▶ [THE REQUEST]:
State how many lines of the records below contain the string "light". Case counts, and your reply should be the number alone.

START

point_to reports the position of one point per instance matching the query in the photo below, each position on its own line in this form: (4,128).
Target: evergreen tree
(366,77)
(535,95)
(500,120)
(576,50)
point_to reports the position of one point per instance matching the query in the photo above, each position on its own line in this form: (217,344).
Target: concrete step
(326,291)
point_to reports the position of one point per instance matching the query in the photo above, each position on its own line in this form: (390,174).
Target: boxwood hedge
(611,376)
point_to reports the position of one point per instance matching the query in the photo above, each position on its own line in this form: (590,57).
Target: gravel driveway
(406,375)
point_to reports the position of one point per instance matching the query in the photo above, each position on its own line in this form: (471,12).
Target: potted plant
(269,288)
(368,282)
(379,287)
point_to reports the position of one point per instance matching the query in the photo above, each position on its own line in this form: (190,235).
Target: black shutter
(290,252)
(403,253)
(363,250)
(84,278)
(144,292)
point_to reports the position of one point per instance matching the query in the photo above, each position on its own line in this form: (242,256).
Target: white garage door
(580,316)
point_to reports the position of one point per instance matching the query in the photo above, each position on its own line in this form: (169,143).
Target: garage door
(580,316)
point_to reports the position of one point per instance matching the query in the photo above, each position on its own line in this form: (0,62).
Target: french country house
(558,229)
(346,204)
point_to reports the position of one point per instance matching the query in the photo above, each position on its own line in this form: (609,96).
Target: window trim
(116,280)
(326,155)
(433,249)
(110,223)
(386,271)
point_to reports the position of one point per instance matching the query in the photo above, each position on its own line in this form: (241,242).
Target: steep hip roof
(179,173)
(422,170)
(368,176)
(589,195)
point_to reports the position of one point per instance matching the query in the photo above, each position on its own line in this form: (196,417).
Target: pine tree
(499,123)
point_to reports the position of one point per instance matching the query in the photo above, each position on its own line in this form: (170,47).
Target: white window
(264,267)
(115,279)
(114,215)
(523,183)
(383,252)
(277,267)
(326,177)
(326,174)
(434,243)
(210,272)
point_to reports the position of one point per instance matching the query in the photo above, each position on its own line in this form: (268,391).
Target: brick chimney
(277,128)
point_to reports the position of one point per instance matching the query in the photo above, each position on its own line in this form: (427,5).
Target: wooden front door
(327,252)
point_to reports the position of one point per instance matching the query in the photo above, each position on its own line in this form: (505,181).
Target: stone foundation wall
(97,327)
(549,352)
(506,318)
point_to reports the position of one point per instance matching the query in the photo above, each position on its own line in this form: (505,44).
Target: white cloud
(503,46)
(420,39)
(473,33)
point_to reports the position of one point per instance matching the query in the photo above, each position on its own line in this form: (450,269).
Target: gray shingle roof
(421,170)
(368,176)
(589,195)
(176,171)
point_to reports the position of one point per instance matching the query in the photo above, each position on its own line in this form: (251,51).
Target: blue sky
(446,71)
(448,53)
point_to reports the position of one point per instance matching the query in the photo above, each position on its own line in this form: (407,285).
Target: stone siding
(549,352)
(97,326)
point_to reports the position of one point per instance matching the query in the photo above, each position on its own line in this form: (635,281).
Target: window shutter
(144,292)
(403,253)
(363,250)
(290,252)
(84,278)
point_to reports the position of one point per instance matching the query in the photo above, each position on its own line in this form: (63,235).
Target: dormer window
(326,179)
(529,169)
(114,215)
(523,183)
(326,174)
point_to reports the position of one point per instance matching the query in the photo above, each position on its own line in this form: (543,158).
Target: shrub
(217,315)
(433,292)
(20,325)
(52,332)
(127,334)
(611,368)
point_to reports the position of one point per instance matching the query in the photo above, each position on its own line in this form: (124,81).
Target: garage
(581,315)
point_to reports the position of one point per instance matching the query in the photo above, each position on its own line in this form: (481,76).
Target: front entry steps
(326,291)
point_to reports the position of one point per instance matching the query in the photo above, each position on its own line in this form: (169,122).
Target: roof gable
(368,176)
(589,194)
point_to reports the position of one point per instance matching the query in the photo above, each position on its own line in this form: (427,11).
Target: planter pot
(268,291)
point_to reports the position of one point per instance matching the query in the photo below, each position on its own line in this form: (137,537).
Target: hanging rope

END
START

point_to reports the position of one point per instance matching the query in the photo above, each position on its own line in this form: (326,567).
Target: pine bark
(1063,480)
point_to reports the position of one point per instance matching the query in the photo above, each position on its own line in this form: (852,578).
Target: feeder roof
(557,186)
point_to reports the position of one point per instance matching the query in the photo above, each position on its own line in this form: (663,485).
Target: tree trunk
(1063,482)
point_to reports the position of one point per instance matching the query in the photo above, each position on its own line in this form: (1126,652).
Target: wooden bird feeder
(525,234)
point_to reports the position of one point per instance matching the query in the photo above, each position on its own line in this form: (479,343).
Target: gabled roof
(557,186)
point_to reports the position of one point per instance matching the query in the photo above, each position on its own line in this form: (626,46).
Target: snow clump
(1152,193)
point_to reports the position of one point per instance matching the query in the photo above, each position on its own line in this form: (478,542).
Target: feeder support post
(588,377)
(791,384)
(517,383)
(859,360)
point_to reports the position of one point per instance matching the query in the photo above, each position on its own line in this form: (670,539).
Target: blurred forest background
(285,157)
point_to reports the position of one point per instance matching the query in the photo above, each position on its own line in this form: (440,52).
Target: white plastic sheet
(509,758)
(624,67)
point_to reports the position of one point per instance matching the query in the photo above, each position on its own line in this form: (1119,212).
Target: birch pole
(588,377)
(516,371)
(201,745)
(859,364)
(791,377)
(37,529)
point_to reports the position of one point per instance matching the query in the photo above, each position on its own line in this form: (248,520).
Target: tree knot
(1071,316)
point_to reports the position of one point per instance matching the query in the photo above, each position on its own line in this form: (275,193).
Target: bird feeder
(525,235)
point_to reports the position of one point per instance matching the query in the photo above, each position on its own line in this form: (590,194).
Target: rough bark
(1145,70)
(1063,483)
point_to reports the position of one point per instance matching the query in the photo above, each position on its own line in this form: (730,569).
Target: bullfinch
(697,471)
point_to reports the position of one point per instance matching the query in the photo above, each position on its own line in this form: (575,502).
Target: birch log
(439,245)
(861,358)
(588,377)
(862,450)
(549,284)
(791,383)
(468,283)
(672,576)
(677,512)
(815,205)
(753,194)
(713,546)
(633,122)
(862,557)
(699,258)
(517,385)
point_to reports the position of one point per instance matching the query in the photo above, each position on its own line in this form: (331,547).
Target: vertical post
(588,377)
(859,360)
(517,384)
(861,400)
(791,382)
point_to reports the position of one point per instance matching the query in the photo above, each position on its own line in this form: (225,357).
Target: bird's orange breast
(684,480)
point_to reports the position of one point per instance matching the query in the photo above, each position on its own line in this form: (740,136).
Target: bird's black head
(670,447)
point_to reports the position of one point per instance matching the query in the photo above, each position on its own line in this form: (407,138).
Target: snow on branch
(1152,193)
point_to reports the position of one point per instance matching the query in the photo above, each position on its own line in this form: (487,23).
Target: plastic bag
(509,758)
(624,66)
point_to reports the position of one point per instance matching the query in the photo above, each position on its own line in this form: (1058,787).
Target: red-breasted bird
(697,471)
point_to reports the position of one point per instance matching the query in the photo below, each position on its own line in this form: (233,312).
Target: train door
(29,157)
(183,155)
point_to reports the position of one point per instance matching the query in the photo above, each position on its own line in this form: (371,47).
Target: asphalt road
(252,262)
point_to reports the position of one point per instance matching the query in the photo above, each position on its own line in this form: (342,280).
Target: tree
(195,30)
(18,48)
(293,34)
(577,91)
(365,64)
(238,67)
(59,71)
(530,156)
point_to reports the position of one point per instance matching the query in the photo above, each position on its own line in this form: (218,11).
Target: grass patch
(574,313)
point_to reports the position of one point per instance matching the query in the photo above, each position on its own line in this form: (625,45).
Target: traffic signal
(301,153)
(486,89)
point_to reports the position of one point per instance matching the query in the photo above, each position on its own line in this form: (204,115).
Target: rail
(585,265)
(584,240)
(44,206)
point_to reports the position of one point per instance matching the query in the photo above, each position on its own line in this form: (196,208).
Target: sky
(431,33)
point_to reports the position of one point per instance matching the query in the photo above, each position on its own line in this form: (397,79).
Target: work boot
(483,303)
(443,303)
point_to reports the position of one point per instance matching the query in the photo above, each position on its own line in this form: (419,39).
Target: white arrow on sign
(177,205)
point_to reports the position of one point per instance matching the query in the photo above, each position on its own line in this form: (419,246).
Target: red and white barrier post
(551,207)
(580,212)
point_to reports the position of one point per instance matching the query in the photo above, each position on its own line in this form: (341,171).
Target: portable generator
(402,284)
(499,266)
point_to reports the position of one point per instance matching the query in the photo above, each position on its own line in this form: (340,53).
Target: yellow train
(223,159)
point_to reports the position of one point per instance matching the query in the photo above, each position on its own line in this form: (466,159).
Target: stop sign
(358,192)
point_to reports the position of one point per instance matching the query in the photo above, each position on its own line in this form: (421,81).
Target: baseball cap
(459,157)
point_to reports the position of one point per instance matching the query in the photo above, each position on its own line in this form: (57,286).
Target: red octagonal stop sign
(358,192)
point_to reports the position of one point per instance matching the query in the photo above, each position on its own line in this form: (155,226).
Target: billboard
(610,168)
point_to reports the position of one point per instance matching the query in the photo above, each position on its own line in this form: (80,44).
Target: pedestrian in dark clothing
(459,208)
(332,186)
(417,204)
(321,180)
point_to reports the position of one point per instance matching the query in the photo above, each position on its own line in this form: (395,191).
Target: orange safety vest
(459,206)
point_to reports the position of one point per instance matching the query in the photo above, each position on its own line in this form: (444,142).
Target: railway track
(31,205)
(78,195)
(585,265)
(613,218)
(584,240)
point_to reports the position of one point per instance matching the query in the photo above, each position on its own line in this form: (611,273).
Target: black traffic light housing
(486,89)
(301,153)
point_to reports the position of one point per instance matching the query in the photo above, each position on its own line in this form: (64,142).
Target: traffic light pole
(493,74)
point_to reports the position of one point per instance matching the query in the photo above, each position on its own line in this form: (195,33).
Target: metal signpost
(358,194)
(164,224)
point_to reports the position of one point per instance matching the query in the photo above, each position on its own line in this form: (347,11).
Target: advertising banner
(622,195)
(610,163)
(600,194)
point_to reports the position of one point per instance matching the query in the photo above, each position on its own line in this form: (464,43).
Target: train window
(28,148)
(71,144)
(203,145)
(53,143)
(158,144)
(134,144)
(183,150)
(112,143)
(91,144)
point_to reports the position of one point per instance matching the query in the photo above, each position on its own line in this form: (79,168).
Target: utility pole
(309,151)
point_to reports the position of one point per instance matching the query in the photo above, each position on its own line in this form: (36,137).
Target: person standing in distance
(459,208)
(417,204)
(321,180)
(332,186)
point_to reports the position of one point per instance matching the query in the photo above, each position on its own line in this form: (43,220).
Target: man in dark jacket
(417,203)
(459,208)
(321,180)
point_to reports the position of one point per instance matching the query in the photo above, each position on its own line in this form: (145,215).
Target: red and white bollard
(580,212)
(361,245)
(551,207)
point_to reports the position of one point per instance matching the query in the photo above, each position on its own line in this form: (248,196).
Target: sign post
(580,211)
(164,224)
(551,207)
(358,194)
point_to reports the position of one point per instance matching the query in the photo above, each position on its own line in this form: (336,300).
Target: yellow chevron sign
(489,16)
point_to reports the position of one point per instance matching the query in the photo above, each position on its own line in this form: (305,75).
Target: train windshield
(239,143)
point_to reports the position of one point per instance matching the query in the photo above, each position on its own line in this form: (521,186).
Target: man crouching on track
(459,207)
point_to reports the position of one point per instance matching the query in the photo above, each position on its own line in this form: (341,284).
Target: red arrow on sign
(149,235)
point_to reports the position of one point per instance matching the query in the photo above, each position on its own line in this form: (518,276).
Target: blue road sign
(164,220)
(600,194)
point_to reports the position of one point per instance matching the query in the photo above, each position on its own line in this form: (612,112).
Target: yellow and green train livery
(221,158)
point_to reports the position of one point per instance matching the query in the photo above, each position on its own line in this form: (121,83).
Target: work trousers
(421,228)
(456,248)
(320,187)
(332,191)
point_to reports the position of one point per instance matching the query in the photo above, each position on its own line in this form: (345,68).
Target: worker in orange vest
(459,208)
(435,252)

END
START

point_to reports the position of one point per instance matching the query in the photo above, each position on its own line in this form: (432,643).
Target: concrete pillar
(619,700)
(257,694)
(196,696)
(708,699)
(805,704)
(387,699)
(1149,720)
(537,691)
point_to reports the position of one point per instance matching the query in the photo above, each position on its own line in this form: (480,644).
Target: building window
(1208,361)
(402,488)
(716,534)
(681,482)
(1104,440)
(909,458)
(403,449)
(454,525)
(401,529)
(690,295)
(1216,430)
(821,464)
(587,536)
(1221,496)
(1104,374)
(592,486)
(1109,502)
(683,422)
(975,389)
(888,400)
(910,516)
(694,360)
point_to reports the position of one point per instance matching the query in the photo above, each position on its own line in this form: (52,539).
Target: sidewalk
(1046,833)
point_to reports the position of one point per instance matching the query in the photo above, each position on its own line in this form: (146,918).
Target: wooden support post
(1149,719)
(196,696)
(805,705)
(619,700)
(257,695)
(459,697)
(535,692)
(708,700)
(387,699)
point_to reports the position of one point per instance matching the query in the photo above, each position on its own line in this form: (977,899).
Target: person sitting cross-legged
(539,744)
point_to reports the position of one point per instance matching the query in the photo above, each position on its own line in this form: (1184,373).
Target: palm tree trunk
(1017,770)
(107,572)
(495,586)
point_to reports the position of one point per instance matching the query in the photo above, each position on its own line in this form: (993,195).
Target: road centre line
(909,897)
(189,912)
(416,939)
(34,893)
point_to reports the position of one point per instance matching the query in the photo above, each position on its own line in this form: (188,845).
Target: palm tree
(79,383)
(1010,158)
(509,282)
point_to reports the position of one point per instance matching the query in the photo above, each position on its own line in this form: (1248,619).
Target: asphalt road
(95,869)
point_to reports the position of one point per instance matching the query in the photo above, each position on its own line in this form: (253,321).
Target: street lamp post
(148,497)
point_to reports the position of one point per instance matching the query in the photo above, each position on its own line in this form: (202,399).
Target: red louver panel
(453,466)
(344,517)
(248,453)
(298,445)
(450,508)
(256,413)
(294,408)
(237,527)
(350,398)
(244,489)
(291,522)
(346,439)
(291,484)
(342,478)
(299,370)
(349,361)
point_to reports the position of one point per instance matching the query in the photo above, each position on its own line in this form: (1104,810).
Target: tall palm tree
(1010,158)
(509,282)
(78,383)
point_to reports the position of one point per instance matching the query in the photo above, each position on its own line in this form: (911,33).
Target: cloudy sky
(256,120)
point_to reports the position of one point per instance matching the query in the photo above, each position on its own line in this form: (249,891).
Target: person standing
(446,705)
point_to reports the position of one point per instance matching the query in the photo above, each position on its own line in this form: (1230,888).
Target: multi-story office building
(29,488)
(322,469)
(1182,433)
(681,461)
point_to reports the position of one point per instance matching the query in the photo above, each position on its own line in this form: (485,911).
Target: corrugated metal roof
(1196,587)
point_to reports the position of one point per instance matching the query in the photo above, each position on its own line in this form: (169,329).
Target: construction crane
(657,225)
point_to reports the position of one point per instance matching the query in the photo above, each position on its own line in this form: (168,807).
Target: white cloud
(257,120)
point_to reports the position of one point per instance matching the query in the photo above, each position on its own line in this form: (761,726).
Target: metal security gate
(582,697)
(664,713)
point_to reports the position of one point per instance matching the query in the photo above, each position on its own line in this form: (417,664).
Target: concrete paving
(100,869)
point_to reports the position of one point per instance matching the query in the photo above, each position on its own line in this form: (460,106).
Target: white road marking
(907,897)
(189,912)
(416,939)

END

▶ [OUTPUT]:
2